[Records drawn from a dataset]
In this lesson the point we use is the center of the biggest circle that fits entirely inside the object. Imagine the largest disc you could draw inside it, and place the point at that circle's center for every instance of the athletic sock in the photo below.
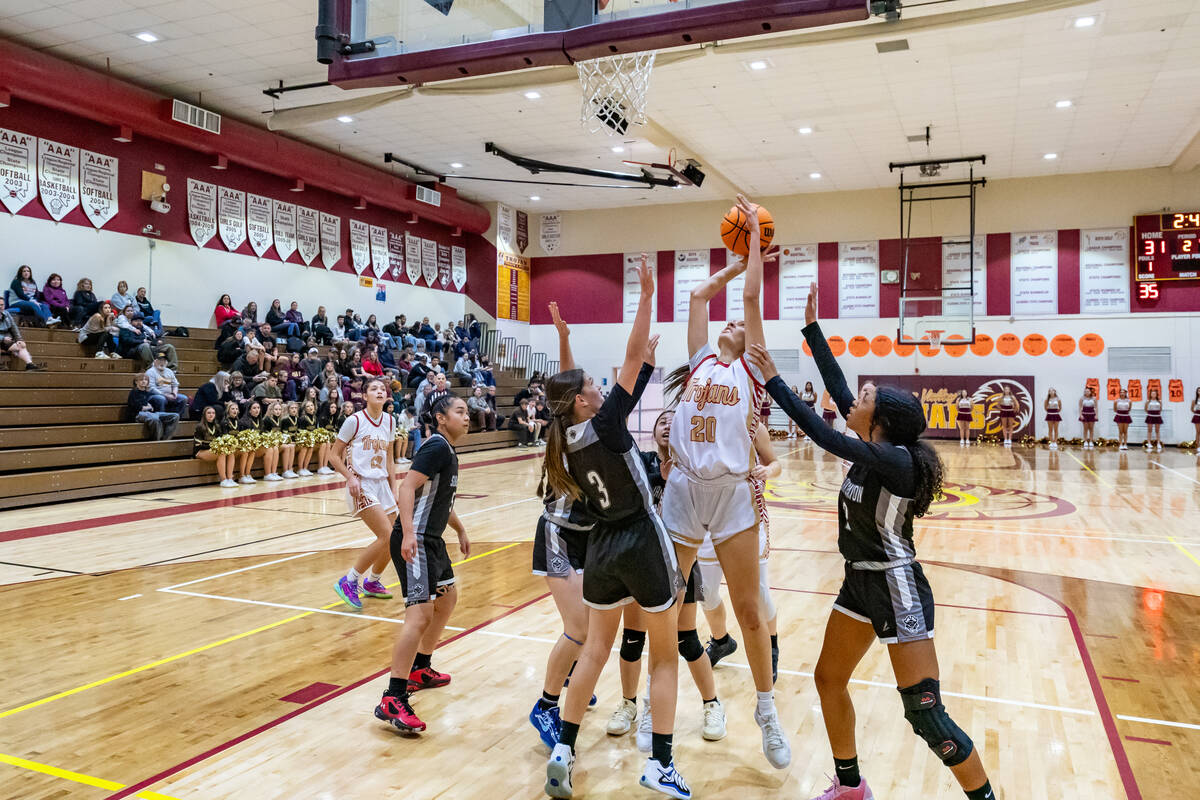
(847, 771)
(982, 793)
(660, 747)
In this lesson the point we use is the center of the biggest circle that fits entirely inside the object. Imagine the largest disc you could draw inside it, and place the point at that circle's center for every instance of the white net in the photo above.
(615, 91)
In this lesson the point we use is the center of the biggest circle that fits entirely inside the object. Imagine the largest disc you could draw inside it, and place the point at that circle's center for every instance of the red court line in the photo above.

** Prompt **
Each entry above must be repeated word for word, minus its images.

** Solution below **
In this lesson the point we use is the center of the biggest circle that fits entirely inside the object. Imagine the largest disc you could draw inside it, and place the point at that circle's center for every instance of the athletic sock in the photo below.
(847, 771)
(982, 793)
(660, 747)
In this lesson the point we use is the center of the biggest circle that fits entirely inside the object. Imagine the largest disc you could draw inside it, and place the point at that circle's center for every instance of the white net in the photo above.
(615, 91)
In this lesson the point we use is the center of the biggest circle that fits entirely inside the object. Imagine the largest disc you could draw inside it, and place the point at that circle's center for every instance of the red court line in the photo above.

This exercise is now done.